From the data below, pick out every line containing the string "Target" and copy each such line. Treat case as significant: match only where the capitalization agrees.

--- Begin INPUT ---

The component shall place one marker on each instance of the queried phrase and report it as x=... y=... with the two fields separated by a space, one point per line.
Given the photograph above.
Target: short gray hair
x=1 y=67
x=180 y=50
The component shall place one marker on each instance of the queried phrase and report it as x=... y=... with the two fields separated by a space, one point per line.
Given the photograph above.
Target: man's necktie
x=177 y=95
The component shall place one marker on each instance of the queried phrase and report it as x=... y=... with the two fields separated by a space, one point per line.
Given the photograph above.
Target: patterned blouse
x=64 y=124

--- End INPUT ---
--- Begin INPUT ---

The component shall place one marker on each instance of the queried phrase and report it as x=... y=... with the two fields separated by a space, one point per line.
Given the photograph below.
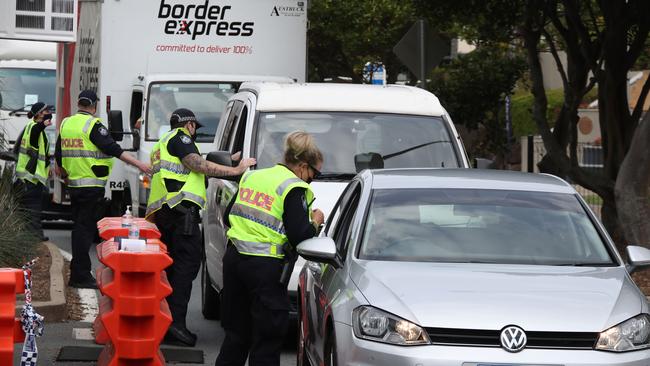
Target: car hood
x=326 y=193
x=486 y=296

--- End INPUT ---

EXPECTED OUTPUT
Target: short gray hair
Target: man's necktie
Target: patterned blouse
Target: car hood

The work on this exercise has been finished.